[[ READING TEXT, beginning ]]

[January 17, 2017] |
|
NEJM Catalyst Announces Live Web Event on The Future of Care Delivery: Relentless Redesign
Care redesign is occurring across the U.S. as provider organizations
respond to the rapidly changing shift in the design and performance of
their current systems of care. But despite these improvements, barriers
still stand in the way of the transformation of health care delivery.
In order to survive and succeed in a value-based world, providers need
to strategically rethink how they approach and respond to changes in
technology, patient demands, and reimbursements.
On Thursday, January 19, from 9 a.m.-1 p.m. PT, NEJM Catalyst and
Providence St. Joseph Health will produce and host a live web event, The
Future of Care Delivery: Relentless Redesign. In this free
event, several of the nation's leading experts in health care delivery
will reflect on the ongoing nature of care redesign.
"The arc of healthcare redesign is long, but it leads towards value,"
said event chair Amy Compton-Phillips, M.D., Executive Vice President
and Chief Clinical Officer of Providence St. Joseph Health. "Innovative
practices, entrepreneurial thinking, and big data are combining to
iterate our way into the future. Clinicians, clinical leaders, and
executives must be nimble and adapt, or cede the ability to lead the
way."
The event will include three separate sessions, with attendees
encouraged to submit questions online for the Q&A portion of each
session. The sessions are:
-
Technology Disruption: What Matters - Health care is awash in
new technologies that could transform care delivery or turn out to be
nonproductive time sinks - or, worse, undermne patient care. How do
we deploy technology, improve care, and achieve value without
burdening the patient or the provider team? An innovation executive
from within health care and a leading researcher on how patients and
providers evaluate new knowledge share their insights.

[[ READING TEXT, end ]]
[[ RECORDED INFORMATION, beginning ]]

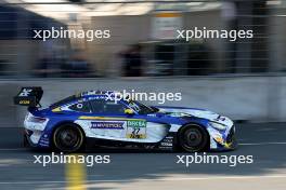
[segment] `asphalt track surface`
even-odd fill
[[[177,164],[187,153],[98,150],[108,154],[109,164],[87,167],[88,189],[286,189],[286,123],[236,124],[239,147],[209,154],[253,155],[252,164]],[[34,155],[49,152],[21,147],[21,130],[0,127],[0,189],[66,189],[66,166],[35,164]]]

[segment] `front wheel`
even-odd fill
[[[203,151],[208,145],[208,133],[199,125],[186,125],[179,133],[179,144],[187,152]]]
[[[82,147],[83,141],[83,133],[75,124],[61,125],[53,133],[54,147],[62,152],[76,152]]]

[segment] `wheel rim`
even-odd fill
[[[183,147],[190,150],[198,150],[202,148],[204,137],[198,128],[187,128],[183,135]]]
[[[76,127],[63,127],[55,134],[55,145],[62,151],[76,151],[81,145],[80,132]]]

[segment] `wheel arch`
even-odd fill
[[[74,122],[70,121],[70,120],[66,120],[66,121],[61,121],[61,122],[56,123],[56,124],[54,125],[54,127],[52,128],[52,131],[51,131],[51,135],[50,135],[51,147],[54,148],[53,135],[54,135],[55,130],[56,130],[57,127],[62,126],[62,125],[65,125],[65,124],[66,124],[66,125],[67,125],[67,124],[72,124],[72,125],[77,126],[77,127],[81,131],[81,133],[82,133],[82,135],[83,135],[83,144],[84,144],[84,141],[87,140],[87,135],[86,135],[84,130],[83,130],[79,124],[74,123]]]
[[[179,128],[179,131],[178,131],[178,133],[177,133],[177,144],[178,144],[178,146],[179,146],[179,140],[180,140],[180,135],[181,135],[181,133],[186,128],[186,127],[190,127],[190,126],[192,126],[192,125],[197,125],[197,126],[199,126],[202,130],[204,130],[205,132],[206,132],[206,134],[207,134],[207,146],[206,146],[206,149],[210,149],[210,135],[209,135],[209,132],[208,132],[208,130],[202,124],[202,123],[199,123],[199,122],[188,122],[188,123],[185,123],[185,124],[183,124],[180,128]]]

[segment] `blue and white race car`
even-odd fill
[[[146,106],[113,92],[90,91],[41,108],[41,87],[22,87],[16,105],[28,106],[25,139],[31,147],[76,152],[122,147],[187,152],[236,147],[232,120],[194,108]]]

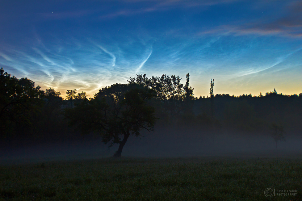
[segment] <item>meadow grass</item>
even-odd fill
[[[302,160],[121,158],[0,166],[0,200],[302,200]],[[262,189],[296,190],[267,198]],[[283,192],[284,193],[284,192]]]

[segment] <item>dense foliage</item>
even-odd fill
[[[142,129],[152,130],[155,125],[200,133],[224,129],[271,134],[272,128],[291,134],[302,132],[302,93],[285,95],[274,89],[258,96],[214,95],[213,79],[210,97],[197,98],[188,73],[184,85],[179,76],[144,74],[101,89],[89,99],[85,92],[68,90],[64,100],[52,88],[44,91],[27,78],[18,79],[3,68],[0,73],[2,140],[57,140],[94,132],[105,143],[121,144],[130,134],[140,136]],[[283,140],[273,137],[276,143]]]

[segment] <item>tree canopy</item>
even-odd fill
[[[141,85],[115,84],[66,109],[65,116],[82,132],[99,133],[103,141],[110,146],[119,144],[115,156],[120,157],[130,134],[138,136],[143,129],[153,130],[155,109],[147,102],[155,95],[153,90]]]

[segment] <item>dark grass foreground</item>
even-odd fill
[[[302,200],[302,160],[111,158],[2,165],[0,187],[0,200]],[[275,196],[265,196],[268,188]],[[284,190],[296,195],[277,195]]]

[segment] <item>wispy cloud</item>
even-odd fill
[[[145,64],[145,63],[146,63],[146,62],[147,61],[147,60],[148,60],[148,59],[149,59],[149,57],[150,57],[150,56],[151,56],[151,54],[152,53],[152,46],[151,47],[151,48],[150,50],[150,53],[149,54],[149,55],[147,57],[147,58],[146,58],[144,60],[143,62],[142,62],[141,63],[141,65],[140,65],[139,66],[138,68],[137,69],[136,69],[136,73],[137,73],[138,72],[138,71],[139,71],[141,69],[141,67],[142,67]]]
[[[5,59],[6,61],[12,61],[12,60],[6,54],[3,54],[3,53],[0,52],[0,56],[1,56],[3,58]]]
[[[289,3],[284,9],[284,15],[268,15],[250,22],[233,22],[199,32],[198,35],[218,35],[302,36],[302,3]],[[276,11],[277,12],[278,11]],[[275,14],[274,13],[274,14]]]
[[[114,55],[111,52],[108,51],[106,49],[101,46],[99,45],[96,44],[97,47],[99,47],[104,52],[105,52],[112,57],[112,66],[114,67],[115,65],[115,61],[116,60],[116,57],[114,56]]]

[[ RECORDED INFORMATION, end ]]

APPLY WHAT YOU READ:
(1) According to the announcement, who is the event chair?
(2) Rewrite the part of the NEJM Catalyst announcement starting at "[January 17, 2017]" and ending at "health care delivery.", substituting "obstacles" for "barriers".
(3) Extend the announcement of the NEJM Catalyst web event on care redesign, continuing from its last sentence.

ANSWERS BY ITEM NUMBER:
(1) Amy Compton-Phillips, M.D., Executive Vice President and Chief Clinical Officer of Providence St. Joseph Health.

(2)
[January 17, 2017] |
|
NEJM Catalyst Announces Live Web Event on The Future of Care Delivery: Relentless Redesign
Care redesign is occurring across the U.S. as provider organizations
respond to the rapidly changing shift in the design and performance of
their current systems of care. But despite these improvements, obstacles
still stand in the way of the transformation of health care delivery.

(3)
-
Lessons Learned: Failed Experiments in Care Redesign - Medicine
advances through trial and error, research, and learning. Some things
we believed in the past turned out to be just plain wrong. As science
and practice advances, what norms and practices that are followed
today will be rejected in the future, and what should we learn from
them? Hear from a leader in health care policy and the president of
one of the nation's largest health systems.
-
Meaningful Data: Meeting Patient Needs - Health care
organizations went from having too little data to having too much. How
do they filter what's important, what's not, and how can they
integrate data in a more meaningful way? One of the nation's leading
scientists will join with an innovator in using data to inform what
patients and providers want and need.
Participants will come away from the event with approaches to
cost-effectively deploy new technology, insights on why providers and
researchers have encountered barriers in care redesign and the lessons
learned, strategies to filter out important health care data from the
unimportant, and processes for integrating good data in a more
meaningful way.
To participate in The Future of Care Delivery: Relentless Redesign,
register
online at NEJM Catalyst. On Twitter (News - Alert), use #caredesign17.
About NEJM Catalyst NEJM Catalyst offers a combination of
multimedia content, web events, expert panels, and new research. NEJM
Catalyst connects health care executives, clinical leaders, and
clinicians with practical approaches and actionable steps to implement
changes in their organizations that improve the value of health care
delivery and patient care. For more information, visit http://catalyst.nejm.org.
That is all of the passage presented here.